Extrait du récit
____________________

C'est vite l'enfer. Laurent excédé de se faire bousculer par les mouvements intempestifs déménage dans le carré à deux heures du matin. J'ai toute la place pour me caler, je me rendors aussi sec, mais mal. Nuit chaotique, en sécurité puisque nous sommes sur bouée, mais très inconfortable. Le vent est passé au nord. La houle rentre à fond de train. Nous sommes vraiment malmenés et ça grince dans tous les coins du navire, et ça hurle dans les haubans. Qui c'est qui parlait de plaisance ? Le jour s'est levé, mauvais poil pour tout le monde, Noiraude comprise. Toujours grand secouage à bord. Météo annoncée, NE force quatre à six pour deux jours. Sans espoir d'amélioration immédiate, tempête sur le continent, mer forte... Cassons-nous vite fait. Petit-déjeuner ? Pas le temps, pas envie. D'abord, retrouver le havre si doux de Mahon. Vite sortir d'ici.
Nous quittons le mouillage avec trois ris dans la grand'voile et trois ris dans le génois. Petit toilage de midinette, mais Laurent ne veut pas se risquer à des manoeuvres scabreuses, on ne sait pas comment sera la mer à la sortie de notre abri.ldm mer

Très vite nous prenons une allure au travers, qui serait sympa si la mer l'était. Aussi petitement toilé que nous sommes, nous fonçons sur l'écume à plus de sept noeuds. Impressionnant. Le safran qui entre en vibrations au delà de six noeuds et demi nous offre un concert qui nous démoralise. Je crois que je n'ai jamais vu la méditerranée dans cet état. Les creux peuvent dépasser trois mètres. Ce sont les plus terribles. Ils nous bousculent salement. Nous plongeons dans les creux, il n'y a plus d'horizon. Les vagues sont courtes. Lorsqu'on court sur les crêtes, l'écume crache sa bave sur l'horizon. Drôle d'effet. C'est fort impressionnant et magnifique. Les vagues se brisent sur nos flans, éclaboussent le pont qui ruisselle. Les coups de déferlantes arrivent quelquefois par l'arrière. Les poussées au cul de Lune de Miel sont alors bien trop violentes. Restons vigilants. Nous nous relayons pour barrer. Guère de souplesse dans la conduite. On ne croise pas âme qui vive, même pas un goéland qui aurait envie de se faire décoiffer. Ma parole, y'a que nous dehors ! J'aimerais bien qu'on ralentisse. Ça va trop fort pour mon âme délicate. Nous sommes perplexes. Nous avons souvenirs de creux bien plus impressionnants que ça en atlantique. Notre problème c'est l'effet que ça fait ici. Cette mer n'est pas assez vaste pour d'aussi grosses vagues. Les creux et les bosses de houle n'ont pas de place pour s'étaler. Ils se poursuivent à toute allure et nous talonnent à coups de trique, et sans relâche. Des rafales plein les voiles, de la violence plein la coque, à peine une heure de déferlements, une éternité !

____________________

Données fournies
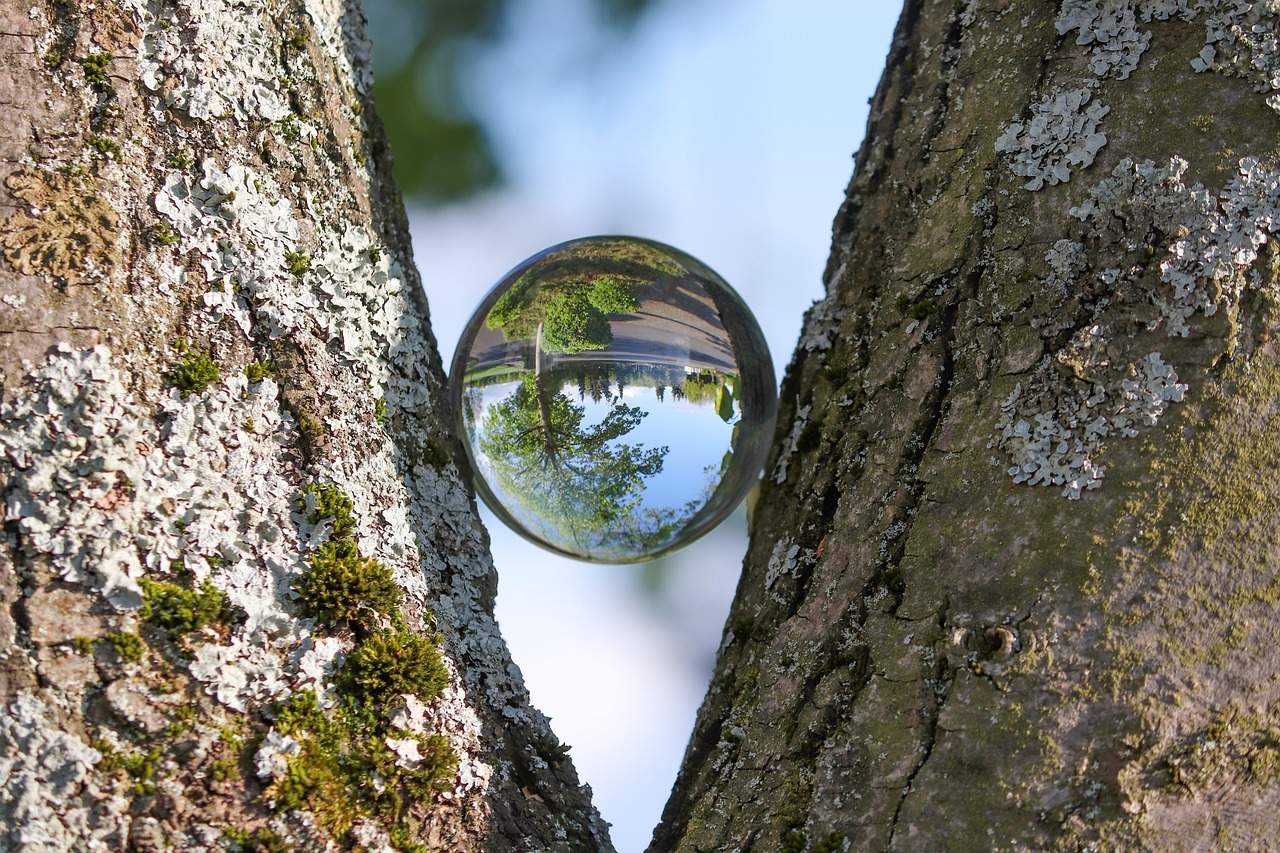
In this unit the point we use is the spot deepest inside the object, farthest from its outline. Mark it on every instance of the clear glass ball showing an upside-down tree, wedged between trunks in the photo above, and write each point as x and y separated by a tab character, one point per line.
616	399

____________________

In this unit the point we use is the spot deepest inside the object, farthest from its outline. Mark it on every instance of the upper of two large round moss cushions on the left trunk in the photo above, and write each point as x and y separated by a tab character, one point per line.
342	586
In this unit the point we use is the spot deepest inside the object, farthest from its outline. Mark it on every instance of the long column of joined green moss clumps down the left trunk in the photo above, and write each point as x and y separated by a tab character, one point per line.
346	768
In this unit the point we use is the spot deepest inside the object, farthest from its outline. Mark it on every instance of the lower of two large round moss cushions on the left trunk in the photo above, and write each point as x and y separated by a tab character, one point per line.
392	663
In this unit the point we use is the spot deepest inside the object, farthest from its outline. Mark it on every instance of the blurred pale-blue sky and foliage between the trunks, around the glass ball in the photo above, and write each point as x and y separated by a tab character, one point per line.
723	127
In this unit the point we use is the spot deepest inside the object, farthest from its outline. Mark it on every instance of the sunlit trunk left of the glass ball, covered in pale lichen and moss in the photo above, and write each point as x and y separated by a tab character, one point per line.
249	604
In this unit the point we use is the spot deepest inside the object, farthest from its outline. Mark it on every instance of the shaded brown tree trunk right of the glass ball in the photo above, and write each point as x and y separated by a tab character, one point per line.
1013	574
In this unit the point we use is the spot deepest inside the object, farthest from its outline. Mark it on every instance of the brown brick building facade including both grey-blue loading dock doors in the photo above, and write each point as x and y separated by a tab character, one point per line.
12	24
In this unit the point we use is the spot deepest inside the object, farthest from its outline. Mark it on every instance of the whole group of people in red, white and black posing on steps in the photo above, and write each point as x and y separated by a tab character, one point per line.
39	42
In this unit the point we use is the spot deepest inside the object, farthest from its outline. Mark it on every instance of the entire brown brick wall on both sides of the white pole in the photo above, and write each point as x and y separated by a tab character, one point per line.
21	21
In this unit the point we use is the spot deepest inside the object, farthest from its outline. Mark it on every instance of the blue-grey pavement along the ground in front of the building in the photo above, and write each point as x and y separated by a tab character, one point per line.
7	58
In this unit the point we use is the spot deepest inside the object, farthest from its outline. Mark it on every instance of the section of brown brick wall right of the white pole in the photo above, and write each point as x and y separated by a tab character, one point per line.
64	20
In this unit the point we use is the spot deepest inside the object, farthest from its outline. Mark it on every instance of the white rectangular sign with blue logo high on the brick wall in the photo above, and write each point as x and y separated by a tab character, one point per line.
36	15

____________________

À faire
a) Recopie mot pour mot le passage du récit de traversée qui commence à « C'est vite l'enfer. » et se termine à « Vite sortir d'ici. ».
b) Réponds à ces questions d'après le récit de traversée :
(i) À quelle heure Laurent va-t-il s'installer dans le carré ?
(ii) Combien de ris ont-ils pris dans la grand'voile en quittant le mouillage ?
(iii) À partir de quelle vitesse le safran se met-il à vibrer ?
Les entrées forment un contenu à part, sans lien avec le récit.

Réponses attendues
a)
C'est vite l'enfer. Laurent excédé de se faire bousculer par les mouvements intempestifs déménage dans le carré à deux heures du matin. J'ai toute la place pour me caler, je me rendors aussi sec, mais mal. Nuit chaotique, en sécurité puisque nous sommes sur bouée, mais très inconfortable. Le vent est passé au nord. La houle rentre à fond de train. Nous sommes vraiment malmenés et ça grince dans tous les coins du navire, et ça hurle dans les haubans. Qui c'est qui parlait de plaisance ? Le jour s'est levé, mauvais poil pour tout le monde, Noiraude comprise. Toujours grand secouage à bord. Météo annoncée, NE force quatre à six pour deux jours. Sans espoir d'amélioration immédiate, tempête sur le continent, mer forte... Cassons-nous vite fait. Petit-déjeuner ? Pas le temps, pas envie. D'abord, retrouver le havre si doux de Mahon. Vite sortir d'ici.

b)
(i) À deux heures du matin.
(ii) Trois ris.
(iii) Au-delà de six nœuds et demi.